DATA IN THIS EXERCISE:
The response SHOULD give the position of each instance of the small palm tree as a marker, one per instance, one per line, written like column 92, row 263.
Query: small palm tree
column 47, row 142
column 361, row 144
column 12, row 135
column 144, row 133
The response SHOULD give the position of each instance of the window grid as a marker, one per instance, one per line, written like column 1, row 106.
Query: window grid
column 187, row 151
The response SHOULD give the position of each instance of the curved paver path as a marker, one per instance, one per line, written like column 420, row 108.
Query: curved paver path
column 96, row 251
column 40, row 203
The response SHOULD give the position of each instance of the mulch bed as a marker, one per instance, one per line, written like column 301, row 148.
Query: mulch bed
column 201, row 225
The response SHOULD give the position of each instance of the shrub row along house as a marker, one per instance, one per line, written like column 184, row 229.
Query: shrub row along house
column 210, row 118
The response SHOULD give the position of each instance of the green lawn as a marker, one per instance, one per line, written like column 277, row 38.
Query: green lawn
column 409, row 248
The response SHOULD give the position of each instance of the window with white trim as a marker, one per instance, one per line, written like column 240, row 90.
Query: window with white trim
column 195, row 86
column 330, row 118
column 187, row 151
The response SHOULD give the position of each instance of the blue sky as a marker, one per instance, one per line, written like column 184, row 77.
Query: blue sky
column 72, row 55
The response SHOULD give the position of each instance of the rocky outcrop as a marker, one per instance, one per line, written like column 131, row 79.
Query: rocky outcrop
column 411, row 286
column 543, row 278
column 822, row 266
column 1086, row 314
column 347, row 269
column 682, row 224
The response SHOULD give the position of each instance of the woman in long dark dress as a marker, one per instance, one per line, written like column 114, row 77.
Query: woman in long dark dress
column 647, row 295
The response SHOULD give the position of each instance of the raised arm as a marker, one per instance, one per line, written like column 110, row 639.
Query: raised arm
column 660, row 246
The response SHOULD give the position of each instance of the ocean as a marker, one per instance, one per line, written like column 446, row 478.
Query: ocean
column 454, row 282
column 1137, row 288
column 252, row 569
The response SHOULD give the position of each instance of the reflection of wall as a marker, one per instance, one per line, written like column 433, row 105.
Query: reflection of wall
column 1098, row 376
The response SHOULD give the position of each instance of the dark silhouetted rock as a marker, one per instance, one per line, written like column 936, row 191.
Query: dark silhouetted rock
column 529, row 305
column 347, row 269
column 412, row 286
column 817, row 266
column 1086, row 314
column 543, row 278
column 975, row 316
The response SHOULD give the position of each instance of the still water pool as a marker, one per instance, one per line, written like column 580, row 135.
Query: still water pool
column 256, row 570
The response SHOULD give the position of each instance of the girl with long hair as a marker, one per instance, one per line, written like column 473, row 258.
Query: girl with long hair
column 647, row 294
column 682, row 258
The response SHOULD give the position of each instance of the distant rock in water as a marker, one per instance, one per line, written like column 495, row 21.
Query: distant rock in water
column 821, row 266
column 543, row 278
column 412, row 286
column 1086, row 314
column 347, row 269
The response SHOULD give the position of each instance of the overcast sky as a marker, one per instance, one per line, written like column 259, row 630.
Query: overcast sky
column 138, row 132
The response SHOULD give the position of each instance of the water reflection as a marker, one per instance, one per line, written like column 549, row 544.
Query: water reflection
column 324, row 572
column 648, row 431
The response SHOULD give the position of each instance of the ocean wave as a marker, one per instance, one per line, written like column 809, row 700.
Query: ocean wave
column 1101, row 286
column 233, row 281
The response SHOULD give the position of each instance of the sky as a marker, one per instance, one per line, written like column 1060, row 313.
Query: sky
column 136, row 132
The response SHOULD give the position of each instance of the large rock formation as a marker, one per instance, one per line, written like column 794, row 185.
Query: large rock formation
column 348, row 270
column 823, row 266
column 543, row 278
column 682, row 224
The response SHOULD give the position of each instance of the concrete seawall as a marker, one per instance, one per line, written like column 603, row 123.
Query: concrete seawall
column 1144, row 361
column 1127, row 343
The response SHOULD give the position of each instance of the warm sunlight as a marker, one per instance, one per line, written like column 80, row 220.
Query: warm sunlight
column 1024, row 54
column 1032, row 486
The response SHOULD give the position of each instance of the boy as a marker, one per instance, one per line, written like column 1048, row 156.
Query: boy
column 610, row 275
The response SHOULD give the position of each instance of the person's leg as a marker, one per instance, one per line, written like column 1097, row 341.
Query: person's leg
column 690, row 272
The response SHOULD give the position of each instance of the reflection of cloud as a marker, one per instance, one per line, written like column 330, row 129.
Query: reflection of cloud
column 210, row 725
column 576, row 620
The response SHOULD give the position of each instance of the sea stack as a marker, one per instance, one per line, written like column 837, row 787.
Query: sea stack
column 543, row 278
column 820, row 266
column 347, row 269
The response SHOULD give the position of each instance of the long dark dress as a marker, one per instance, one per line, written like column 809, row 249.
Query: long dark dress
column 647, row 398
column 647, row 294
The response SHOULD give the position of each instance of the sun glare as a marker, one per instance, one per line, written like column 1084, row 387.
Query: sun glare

SET EXERCISE: Can you rewrite all the entries above with every "marker" changed to "point" and nothing else altered?

EXERCISE RESPONSE:
The response SHOULD give the position of each instance of the small palm tree as a point, one per instance, one per line, written like column 92, row 263.
Query: small palm tree
column 47, row 142
column 361, row 144
column 12, row 135
column 144, row 133
The response SHOULD give the position of each instance of the window grid as a point, one per instance, one per line, written like column 1, row 106.
Query: window grid
column 187, row 151
The response SHOULD give the position of each instance of the curved paver path as a point, one per instance, one per line, written like column 420, row 108.
Query: curved paver path
column 96, row 251
column 40, row 203
The response SHOULD give the position of each instance of the mulch bed as a point, one per instance, one per line, written like column 301, row 148.
Query: mulch bed
column 201, row 225
The response SHOULD give the position of each instance of the shrub row along house as a point, one per instance, one per line, written like column 184, row 229.
Query: shrub row along house
column 210, row 118
The response SHOULD give the position of each instance of the green lawn as a point, one per instance, one per line, written like column 277, row 38.
Query: green lawn
column 409, row 248
The response SHOULD give the position of each instance of the window with white trim as a point, one per instance, one per line, written like column 240, row 90.
Query: window with white trim
column 195, row 86
column 330, row 118
column 187, row 151
The response SHOULD give the position of each instance of the blue sky as a point, one per instance, one per line, written like column 184, row 77.
Query: blue sky
column 72, row 55
The response SHOULD give the position of each instance of the rocky outcrop as a point, one per instance, one per line, written like column 131, row 79.
Query: rocky outcrop
column 411, row 286
column 543, row 278
column 822, row 266
column 1086, row 314
column 347, row 269
column 682, row 224
The response SHOULD give the position of each instance of the woman in long dark dress as a point, one per instance, one per line, written like column 114, row 77.
Query: woman in long dark dress
column 647, row 295
The response SHOULD give the position of each instance of the raised arm as a point, one per instance, one per line, written like column 110, row 639.
Query: raised arm
column 660, row 246
The response SHOULD give the position of each instance of the ocean as a point, one per instance, one per line, written like column 446, row 478.
Query: ocean
column 454, row 282
column 1137, row 288
column 252, row 569
The response SHOULD give the position of each instance of the reflection of wall as a point, one per instance, one per line, written like column 433, row 105.
Query: reflection of wall
column 1098, row 376
The response SHOULD give the position of each instance of the dark silhouetted rock as a point, one per instance, one per line, written like column 936, row 191.
Query: dark silhouetted rock
column 529, row 305
column 347, row 269
column 412, row 286
column 817, row 266
column 1086, row 314
column 543, row 278
column 975, row 316
The response SHOULD give the position of each instance of the still water pool as a point, one per instance, one per line, written like column 580, row 135.
Query: still water pool
column 256, row 570
The response SHOULD give the position of each instance of the girl with long hair as a point, one per instance, one per line, written like column 473, row 258.
Query: girl with long hair
column 647, row 294
column 682, row 258
The response SHOULD give the position of each instance of the distant rock in water as a point, one per instance, one per line, written like column 495, row 21.
Query: distant rock in water
column 821, row 266
column 543, row 278
column 412, row 286
column 1086, row 314
column 347, row 269
The response SHOULD give the position of each instance of the overcast sky as a point, one per instance, one per line, written like column 259, row 630.
Query: overcast sky
column 138, row 132
The response SHOULD give the position of each instance of the water reflection as a point, one per instance, one per line, written like column 549, row 544.
Query: water reflection
column 324, row 572
column 648, row 431
The response SHOULD give the position of each instance of the ocean wave as a point, one per instance, one per line, written like column 809, row 700.
Query: ocean wave
column 1101, row 286
column 233, row 281
The response SHOULD give the position of each instance of the sky as a point, one per instance, one per line, written like column 1060, row 313.
Query: sky
column 136, row 132
The response SHOULD give the position of each instance of the large rock formation as a point, one per instance, one per line, written like column 794, row 185.
Query: large rock formation
column 348, row 270
column 823, row 266
column 543, row 278
column 682, row 224
The response SHOULD give the position of each instance of the concrete seawall as a point, one per instance, one per line, written like column 603, row 123.
Query: concrete seawall
column 1144, row 361
column 1127, row 343
The response SHOULD give the position of each instance of the warm sunlight as a point, one per instance, one per line, written like column 80, row 220.
Query: warm sunlight
column 1024, row 54
column 1032, row 486
The response SHOULD give the position of each instance of the boy as a point, one per instance, one per line, written like column 1048, row 156.
Query: boy
column 610, row 275
The response SHOULD give the position of each instance of the person's leg as a point, one per instance, one per line, written like column 1097, row 341.
Query: person's leg
column 690, row 272
The response SHOULD give the position of each instance of the reflection of cloud as a point, one per instance, one per line, written like column 330, row 129.
Query: reflection of cloud
column 210, row 725
column 576, row 620
The response SHOULD give the position of each instance of the sea stack as a point, one per instance, one per line, written like column 837, row 787.
Query: sea stack
column 543, row 278
column 820, row 266
column 347, row 269
The response SHOULD give the position of each instance of the long dark dress as a point, one per instance, one per line, written like column 809, row 249.
Query: long dark dress
column 647, row 398
column 647, row 294
The response SHOULD give the position of each instance of the sun glare as a point, one per instance, one per line, written like column 1084, row 387.
Query: sun glare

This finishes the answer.